**The request**
Reproduce every row below word for word.

● ● ●

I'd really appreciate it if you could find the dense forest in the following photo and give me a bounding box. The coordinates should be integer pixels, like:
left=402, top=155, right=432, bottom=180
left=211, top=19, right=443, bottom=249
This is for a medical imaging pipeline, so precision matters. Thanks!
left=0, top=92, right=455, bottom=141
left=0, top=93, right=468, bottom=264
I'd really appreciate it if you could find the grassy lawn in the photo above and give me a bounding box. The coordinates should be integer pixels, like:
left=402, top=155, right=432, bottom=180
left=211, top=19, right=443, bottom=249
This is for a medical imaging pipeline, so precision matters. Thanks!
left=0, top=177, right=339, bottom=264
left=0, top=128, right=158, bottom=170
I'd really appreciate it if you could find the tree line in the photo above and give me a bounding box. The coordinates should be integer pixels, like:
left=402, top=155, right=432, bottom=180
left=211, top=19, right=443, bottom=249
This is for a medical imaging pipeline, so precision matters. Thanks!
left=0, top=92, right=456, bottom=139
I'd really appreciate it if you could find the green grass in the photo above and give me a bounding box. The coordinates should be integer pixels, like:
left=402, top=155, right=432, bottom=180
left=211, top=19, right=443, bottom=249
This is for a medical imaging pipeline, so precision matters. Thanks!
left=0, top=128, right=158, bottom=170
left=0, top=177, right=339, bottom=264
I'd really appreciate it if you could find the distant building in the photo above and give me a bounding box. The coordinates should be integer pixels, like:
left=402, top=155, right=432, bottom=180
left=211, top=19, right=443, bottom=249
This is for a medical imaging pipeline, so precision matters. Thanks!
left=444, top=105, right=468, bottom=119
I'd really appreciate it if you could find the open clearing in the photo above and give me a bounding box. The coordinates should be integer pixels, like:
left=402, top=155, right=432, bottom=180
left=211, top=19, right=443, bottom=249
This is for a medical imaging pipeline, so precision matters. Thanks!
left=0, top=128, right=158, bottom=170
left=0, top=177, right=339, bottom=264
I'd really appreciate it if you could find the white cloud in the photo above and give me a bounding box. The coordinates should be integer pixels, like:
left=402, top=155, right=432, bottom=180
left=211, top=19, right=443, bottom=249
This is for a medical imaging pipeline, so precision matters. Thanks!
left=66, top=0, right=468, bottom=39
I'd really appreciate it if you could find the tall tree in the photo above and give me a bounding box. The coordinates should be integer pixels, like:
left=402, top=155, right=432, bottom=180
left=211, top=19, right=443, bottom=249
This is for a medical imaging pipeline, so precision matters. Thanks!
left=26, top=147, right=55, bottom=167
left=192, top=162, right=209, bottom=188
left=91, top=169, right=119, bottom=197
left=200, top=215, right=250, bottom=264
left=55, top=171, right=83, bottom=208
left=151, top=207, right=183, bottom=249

● ● ●

**Output of the exercise**
I'd really appreciate it if you could find the dense forest in the following photo and give me a bounding box. The coordinates should be integer pixels, like:
left=402, top=155, right=432, bottom=180
left=211, top=19, right=443, bottom=249
This is for a medical imaging pipeline, so precision matters. Thanks!
left=0, top=92, right=455, bottom=141
left=0, top=93, right=468, bottom=264
I'd really appreciate it if you could find the grassy lawn in the photo above and give me a bounding box. The coordinates should be integer pixels, like:
left=402, top=155, right=432, bottom=180
left=211, top=19, right=443, bottom=249
This is for a medical imaging pipeline, so precision matters. Thanks!
left=0, top=177, right=339, bottom=264
left=0, top=128, right=158, bottom=170
I'd really appreciate it if you could find the tree line in the photo above and give me a bounding box. The coordinates should be integer pixels, like:
left=402, top=155, right=432, bottom=180
left=211, top=19, right=443, bottom=249
This is for a medical imaging pipeline, so precision matters. Thanks!
left=0, top=92, right=456, bottom=139
I'd really appreciate it if you could find the green grass in the photo above and give me a bounding box. The coordinates should be integer pixels, like:
left=402, top=155, right=432, bottom=180
left=211, top=19, right=443, bottom=249
This is for a medical imaging pipeline, so precision matters. Thanks!
left=0, top=128, right=158, bottom=170
left=0, top=177, right=339, bottom=264
I'd really appreciate it if you could find the distant building in the photo above and give me a bounding box. The coordinates should be integer pixels, like:
left=402, top=155, right=432, bottom=180
left=211, top=19, right=443, bottom=249
This is for a medical imaging pipeline, so precision matters. Thanks!
left=444, top=105, right=468, bottom=119
I'd really appreciate it if you could find the open clearing in the photo above and give me a bounding box. The coordinates should be integer pixels, like:
left=402, top=155, right=432, bottom=180
left=211, top=19, right=443, bottom=249
This is for a medical imaging pipeline, so precision matters. Thanks!
left=0, top=128, right=158, bottom=170
left=0, top=177, right=339, bottom=264
I'd really appreciate it if you could find the white cloud in the photo above and give me a bounding box. The coordinates should be integer pixels, like:
left=402, top=155, right=432, bottom=180
left=211, top=19, right=443, bottom=249
This is for a medical imaging pipeline, so precision matters. Thanks!
left=66, top=0, right=468, bottom=39
I'd really appreciate it if you could find the tall tree in the photo above and give me a bounding box. The coordinates should be integer pixels, like:
left=402, top=155, right=432, bottom=180
left=211, top=19, right=443, bottom=249
This is for a medical imaging pipeline, so precision matters. Thanks!
left=26, top=147, right=55, bottom=167
left=192, top=162, right=209, bottom=188
left=91, top=169, right=119, bottom=197
left=200, top=215, right=250, bottom=264
left=55, top=171, right=83, bottom=208
left=151, top=207, right=183, bottom=249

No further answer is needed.